Point annotation records
┌──
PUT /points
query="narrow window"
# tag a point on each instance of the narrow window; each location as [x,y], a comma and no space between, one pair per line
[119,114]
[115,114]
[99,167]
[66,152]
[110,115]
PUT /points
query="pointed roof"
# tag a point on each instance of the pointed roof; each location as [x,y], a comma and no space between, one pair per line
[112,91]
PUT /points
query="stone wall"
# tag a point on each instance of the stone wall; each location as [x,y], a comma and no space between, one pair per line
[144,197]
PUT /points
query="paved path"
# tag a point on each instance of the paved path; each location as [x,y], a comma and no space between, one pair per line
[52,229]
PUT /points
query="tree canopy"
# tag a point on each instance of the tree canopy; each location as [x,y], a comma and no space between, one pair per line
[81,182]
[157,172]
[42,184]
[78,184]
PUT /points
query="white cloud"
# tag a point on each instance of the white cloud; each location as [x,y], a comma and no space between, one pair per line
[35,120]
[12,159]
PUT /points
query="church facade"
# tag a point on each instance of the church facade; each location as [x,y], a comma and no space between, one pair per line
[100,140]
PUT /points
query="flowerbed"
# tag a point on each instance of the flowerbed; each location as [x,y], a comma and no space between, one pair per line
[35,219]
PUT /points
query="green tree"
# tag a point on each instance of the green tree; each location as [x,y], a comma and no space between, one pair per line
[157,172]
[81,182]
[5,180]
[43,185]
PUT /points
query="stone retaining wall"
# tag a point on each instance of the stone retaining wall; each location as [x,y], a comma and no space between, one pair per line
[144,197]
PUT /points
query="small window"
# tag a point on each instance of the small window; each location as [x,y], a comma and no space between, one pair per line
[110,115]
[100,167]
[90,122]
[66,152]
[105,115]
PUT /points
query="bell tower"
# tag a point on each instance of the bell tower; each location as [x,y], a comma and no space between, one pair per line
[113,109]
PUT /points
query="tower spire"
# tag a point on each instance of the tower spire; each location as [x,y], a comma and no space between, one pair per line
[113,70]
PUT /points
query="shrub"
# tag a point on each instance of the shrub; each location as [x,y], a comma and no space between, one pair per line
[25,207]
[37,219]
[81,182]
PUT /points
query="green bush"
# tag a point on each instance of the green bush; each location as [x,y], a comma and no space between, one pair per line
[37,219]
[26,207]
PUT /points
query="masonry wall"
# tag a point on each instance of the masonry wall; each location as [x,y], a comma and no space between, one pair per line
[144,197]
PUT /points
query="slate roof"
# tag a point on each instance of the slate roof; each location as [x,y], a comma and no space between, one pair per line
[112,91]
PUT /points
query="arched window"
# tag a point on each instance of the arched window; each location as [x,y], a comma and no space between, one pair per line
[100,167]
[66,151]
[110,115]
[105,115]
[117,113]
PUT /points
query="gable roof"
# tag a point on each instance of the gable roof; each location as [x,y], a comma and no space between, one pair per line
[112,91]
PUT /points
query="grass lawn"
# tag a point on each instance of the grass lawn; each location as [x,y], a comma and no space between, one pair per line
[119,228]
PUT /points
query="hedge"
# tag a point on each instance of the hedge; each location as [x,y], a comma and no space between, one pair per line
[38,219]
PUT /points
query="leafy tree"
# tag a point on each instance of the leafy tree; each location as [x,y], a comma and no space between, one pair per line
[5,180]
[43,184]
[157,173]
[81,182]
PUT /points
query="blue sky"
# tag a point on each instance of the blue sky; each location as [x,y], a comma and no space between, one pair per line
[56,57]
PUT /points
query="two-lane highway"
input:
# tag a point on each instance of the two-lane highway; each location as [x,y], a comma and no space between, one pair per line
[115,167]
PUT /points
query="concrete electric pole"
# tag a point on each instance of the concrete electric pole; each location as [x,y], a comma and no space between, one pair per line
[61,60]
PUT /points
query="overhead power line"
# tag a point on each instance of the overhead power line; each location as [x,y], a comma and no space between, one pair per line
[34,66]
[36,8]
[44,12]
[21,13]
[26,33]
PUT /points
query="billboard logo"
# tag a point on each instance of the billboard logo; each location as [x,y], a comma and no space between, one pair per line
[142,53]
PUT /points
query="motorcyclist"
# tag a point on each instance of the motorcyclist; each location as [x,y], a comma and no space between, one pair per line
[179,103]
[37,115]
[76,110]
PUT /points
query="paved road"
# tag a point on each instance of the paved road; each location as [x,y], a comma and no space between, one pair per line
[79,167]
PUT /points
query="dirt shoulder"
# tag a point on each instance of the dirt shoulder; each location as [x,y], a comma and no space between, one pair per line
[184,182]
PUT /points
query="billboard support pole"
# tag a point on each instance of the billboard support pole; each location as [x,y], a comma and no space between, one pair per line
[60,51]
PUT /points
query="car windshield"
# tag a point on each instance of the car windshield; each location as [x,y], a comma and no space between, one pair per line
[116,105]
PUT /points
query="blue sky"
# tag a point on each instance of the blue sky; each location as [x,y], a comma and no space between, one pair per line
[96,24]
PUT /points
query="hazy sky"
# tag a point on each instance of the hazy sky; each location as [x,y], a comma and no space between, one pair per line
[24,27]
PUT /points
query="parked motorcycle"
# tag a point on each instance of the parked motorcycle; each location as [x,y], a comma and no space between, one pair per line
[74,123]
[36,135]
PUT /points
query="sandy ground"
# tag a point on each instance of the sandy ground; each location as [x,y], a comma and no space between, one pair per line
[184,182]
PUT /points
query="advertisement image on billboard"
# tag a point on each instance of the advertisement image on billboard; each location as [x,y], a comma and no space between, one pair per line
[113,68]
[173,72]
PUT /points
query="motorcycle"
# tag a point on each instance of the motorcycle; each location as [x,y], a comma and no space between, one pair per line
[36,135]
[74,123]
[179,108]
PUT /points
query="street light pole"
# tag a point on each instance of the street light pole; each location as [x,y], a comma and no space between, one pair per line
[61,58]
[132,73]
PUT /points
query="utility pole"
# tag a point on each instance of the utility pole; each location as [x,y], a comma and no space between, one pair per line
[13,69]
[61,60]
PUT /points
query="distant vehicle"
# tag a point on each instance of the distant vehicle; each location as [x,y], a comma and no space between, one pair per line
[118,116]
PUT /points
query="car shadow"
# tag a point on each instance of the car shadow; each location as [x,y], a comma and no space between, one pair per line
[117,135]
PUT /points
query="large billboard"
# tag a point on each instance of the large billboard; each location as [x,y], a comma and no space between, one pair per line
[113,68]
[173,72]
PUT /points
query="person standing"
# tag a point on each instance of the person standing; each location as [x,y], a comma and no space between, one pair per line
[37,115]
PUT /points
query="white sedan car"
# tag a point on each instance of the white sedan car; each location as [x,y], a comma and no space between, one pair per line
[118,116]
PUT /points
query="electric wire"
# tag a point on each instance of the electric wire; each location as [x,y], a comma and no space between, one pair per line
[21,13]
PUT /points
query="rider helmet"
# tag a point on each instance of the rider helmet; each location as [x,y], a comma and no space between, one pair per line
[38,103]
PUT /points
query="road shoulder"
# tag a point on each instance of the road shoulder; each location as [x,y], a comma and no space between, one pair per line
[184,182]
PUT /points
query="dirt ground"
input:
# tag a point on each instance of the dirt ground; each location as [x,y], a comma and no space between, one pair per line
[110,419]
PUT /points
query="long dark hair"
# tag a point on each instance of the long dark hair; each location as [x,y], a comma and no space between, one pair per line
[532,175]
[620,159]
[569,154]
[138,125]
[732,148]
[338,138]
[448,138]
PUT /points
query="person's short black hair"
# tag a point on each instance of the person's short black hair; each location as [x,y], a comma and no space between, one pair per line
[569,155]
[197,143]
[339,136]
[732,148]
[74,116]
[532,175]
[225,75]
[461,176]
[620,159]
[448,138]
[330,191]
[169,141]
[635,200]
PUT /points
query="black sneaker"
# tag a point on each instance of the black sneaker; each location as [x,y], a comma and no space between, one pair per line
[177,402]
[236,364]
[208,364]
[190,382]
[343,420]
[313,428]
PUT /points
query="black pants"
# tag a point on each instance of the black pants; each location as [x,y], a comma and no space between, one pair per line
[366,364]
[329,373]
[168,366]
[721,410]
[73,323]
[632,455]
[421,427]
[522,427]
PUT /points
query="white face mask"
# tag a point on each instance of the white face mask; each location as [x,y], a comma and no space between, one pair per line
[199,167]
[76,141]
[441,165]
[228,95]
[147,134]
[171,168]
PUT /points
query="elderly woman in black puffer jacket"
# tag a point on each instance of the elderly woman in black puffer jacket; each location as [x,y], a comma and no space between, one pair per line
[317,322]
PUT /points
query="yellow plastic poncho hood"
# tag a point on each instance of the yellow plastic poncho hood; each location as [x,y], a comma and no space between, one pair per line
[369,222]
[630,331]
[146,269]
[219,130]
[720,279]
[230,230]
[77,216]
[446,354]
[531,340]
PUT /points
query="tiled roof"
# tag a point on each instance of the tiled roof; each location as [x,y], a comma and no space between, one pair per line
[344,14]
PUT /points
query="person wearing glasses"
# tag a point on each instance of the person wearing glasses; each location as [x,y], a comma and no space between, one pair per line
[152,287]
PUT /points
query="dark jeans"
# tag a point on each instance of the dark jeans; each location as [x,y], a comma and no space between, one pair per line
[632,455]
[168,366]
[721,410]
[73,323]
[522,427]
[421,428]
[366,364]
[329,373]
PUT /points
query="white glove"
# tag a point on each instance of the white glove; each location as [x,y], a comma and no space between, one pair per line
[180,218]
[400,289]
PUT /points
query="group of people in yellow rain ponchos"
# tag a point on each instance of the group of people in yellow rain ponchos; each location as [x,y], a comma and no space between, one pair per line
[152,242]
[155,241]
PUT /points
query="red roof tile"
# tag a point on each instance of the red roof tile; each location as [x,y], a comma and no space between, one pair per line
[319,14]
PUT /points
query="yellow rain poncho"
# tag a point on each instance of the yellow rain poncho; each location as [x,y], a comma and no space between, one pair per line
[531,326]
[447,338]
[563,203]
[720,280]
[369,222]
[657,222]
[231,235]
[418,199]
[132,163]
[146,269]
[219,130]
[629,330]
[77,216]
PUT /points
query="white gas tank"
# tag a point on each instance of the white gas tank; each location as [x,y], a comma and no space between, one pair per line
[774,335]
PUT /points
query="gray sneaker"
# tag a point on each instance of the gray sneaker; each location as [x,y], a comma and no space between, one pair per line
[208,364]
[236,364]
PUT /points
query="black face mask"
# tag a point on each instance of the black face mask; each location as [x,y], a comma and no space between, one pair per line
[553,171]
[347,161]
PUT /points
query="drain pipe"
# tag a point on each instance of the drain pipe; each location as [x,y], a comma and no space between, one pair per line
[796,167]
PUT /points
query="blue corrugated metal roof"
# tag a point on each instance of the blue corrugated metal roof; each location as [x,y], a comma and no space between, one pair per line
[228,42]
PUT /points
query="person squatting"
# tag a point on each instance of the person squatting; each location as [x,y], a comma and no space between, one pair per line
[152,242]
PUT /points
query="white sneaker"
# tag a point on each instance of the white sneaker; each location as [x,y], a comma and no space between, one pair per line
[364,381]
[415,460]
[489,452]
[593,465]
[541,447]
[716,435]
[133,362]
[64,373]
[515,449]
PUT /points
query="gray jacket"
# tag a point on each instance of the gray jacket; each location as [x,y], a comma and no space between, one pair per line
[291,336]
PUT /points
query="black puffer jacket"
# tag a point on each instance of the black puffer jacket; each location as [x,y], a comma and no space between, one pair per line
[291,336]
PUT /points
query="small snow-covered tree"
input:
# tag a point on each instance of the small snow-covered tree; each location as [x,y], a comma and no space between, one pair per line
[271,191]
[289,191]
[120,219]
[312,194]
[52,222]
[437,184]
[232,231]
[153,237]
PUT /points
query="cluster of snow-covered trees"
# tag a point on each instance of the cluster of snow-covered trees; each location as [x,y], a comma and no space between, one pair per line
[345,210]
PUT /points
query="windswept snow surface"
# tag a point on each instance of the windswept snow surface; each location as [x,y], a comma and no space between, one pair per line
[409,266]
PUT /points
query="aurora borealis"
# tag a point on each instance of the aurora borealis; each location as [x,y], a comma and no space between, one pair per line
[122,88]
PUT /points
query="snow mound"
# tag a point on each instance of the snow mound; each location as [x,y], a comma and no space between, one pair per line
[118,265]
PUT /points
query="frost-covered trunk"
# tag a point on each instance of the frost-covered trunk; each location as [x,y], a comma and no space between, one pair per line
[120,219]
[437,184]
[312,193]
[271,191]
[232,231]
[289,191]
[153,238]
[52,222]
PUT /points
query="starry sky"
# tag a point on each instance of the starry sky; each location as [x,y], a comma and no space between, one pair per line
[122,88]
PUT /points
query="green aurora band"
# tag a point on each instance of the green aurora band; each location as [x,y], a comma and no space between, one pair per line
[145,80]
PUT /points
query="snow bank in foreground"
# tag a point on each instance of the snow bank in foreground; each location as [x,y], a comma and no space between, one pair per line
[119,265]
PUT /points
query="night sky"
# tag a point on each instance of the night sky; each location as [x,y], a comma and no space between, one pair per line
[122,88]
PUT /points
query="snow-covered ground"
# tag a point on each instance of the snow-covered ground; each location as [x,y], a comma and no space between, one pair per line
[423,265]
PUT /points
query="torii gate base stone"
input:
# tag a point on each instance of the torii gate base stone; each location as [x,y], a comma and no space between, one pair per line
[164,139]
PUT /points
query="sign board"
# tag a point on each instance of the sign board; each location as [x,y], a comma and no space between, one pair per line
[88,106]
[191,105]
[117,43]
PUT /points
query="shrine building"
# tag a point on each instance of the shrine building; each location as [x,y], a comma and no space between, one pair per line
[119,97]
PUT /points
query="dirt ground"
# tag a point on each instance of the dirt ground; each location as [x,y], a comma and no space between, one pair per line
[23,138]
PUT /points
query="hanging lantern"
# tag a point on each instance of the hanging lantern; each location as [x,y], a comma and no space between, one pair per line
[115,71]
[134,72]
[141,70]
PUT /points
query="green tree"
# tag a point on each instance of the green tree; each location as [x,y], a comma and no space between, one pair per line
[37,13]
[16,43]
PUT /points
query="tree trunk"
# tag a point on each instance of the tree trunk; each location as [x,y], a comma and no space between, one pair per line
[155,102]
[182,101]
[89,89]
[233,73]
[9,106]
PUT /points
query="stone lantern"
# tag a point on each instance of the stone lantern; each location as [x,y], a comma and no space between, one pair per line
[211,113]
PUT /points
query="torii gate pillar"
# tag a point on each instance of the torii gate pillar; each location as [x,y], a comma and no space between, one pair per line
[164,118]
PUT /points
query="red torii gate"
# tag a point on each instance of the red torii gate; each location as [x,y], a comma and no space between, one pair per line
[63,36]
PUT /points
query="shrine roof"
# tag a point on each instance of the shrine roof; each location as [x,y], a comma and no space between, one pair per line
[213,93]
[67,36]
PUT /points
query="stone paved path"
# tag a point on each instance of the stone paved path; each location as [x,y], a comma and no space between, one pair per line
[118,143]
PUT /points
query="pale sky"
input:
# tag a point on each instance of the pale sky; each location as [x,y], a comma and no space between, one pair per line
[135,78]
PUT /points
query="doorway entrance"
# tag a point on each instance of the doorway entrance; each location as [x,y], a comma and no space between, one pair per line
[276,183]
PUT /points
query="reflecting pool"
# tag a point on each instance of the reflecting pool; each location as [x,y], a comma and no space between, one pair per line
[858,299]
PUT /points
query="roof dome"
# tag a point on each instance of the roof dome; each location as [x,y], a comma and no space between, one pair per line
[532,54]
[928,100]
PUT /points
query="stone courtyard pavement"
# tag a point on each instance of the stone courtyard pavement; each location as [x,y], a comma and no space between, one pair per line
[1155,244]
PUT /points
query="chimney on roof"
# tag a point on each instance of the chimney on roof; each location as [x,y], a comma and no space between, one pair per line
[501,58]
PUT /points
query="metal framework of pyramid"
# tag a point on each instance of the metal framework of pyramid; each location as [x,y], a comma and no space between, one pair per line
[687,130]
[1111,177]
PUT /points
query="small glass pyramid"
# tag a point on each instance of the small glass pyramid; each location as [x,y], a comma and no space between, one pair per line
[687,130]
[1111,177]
└──
▸ **Exercise aim**: Please pick out every line in the data above that contains the word "surface" and copy each of those lines in full.

▸ **Result for this exercise**:
query="windswept snow surface"
# tag a point on each instance of the windswept snow surface; each location as [x,y], a comma and no space between, one pair per line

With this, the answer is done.